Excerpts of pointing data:
________________

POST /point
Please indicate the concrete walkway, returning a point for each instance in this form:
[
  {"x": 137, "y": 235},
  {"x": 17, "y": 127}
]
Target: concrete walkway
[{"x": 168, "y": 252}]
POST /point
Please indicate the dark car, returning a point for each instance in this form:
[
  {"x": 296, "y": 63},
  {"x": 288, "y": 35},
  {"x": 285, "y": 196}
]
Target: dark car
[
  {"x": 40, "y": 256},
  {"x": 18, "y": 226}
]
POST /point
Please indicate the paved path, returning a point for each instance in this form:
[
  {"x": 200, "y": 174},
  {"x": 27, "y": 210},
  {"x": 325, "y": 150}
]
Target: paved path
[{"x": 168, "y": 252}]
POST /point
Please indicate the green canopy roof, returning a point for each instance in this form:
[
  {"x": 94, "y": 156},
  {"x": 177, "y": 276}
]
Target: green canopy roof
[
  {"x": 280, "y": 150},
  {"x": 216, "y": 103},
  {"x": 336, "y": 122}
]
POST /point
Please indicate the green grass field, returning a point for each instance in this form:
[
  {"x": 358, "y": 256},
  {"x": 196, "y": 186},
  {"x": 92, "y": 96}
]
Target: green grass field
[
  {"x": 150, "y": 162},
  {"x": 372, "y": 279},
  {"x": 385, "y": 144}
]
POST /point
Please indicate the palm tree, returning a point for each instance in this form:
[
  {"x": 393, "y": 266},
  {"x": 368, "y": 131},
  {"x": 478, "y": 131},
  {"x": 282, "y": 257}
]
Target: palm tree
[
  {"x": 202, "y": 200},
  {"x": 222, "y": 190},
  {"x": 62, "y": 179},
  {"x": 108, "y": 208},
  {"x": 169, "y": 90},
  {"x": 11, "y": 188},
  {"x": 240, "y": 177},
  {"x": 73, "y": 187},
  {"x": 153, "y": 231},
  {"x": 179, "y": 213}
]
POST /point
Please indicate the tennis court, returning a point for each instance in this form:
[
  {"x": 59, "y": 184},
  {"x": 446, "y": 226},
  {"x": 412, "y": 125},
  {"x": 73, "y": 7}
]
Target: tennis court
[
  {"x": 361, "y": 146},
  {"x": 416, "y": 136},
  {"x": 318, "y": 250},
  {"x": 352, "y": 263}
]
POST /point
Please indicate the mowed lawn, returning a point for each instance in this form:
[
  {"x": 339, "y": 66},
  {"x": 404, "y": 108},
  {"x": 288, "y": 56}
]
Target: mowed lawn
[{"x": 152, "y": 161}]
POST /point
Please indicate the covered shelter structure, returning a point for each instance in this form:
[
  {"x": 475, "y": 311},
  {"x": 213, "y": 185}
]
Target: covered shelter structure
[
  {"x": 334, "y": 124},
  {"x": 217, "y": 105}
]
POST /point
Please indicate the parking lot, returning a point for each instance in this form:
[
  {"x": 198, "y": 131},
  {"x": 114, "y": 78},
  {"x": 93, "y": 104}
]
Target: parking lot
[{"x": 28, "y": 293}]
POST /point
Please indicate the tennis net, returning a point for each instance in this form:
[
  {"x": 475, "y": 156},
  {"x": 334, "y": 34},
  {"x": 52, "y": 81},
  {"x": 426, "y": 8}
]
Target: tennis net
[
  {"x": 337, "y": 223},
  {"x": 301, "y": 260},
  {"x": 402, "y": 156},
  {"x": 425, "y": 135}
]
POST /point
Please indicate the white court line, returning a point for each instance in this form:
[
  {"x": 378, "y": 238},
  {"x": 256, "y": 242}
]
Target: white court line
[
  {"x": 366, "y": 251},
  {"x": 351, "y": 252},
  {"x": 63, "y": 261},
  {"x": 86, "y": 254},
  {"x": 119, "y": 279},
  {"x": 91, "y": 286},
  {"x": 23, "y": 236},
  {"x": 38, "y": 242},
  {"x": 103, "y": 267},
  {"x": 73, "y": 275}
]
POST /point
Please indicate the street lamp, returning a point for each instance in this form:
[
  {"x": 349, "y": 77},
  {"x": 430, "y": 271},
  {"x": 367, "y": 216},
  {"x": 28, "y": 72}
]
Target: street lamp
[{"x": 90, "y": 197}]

________________

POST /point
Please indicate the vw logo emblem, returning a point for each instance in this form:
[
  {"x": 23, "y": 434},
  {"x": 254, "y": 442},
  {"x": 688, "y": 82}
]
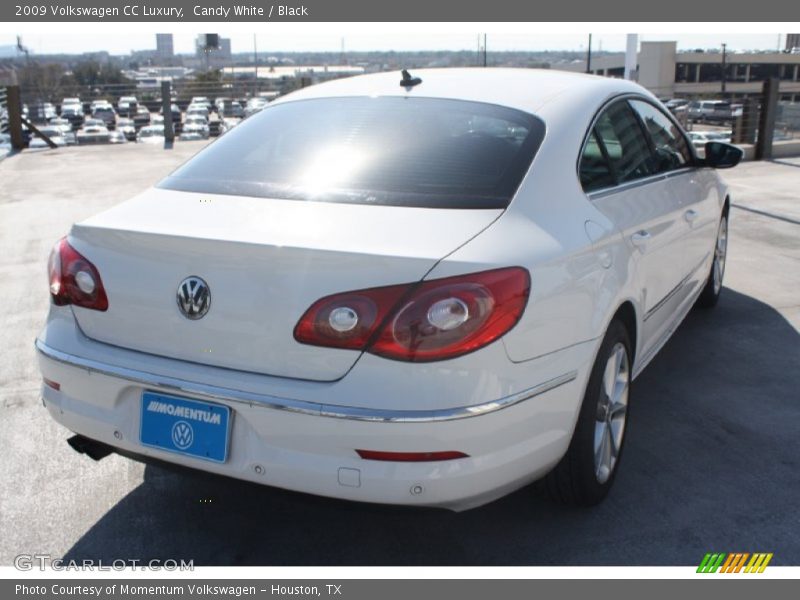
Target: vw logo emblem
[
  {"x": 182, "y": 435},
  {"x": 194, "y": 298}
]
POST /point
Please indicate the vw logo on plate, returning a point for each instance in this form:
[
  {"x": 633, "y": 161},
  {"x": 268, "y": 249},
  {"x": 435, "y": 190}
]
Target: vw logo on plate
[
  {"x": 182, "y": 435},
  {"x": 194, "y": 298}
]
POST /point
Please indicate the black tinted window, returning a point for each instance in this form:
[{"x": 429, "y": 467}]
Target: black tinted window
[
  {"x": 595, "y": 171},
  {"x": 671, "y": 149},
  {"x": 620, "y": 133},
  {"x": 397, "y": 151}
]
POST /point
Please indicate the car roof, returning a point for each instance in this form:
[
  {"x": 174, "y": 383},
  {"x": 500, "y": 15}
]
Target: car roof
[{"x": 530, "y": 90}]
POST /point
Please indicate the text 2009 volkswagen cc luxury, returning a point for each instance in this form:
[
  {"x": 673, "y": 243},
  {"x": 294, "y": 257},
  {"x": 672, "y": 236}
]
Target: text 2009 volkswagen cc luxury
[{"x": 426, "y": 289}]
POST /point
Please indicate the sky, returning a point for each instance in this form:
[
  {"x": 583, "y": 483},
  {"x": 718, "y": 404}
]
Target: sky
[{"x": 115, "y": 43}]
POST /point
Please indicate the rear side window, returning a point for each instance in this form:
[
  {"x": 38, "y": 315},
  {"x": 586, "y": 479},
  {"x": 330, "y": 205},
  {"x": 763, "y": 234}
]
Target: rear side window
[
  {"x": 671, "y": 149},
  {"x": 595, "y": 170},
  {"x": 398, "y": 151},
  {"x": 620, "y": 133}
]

________________

Which lines of the records above contain the string "palm"? Report each such line in full; case counts when matching.

Please indicate the palm tree, returning a point for each instance in this form:
Target: palm tree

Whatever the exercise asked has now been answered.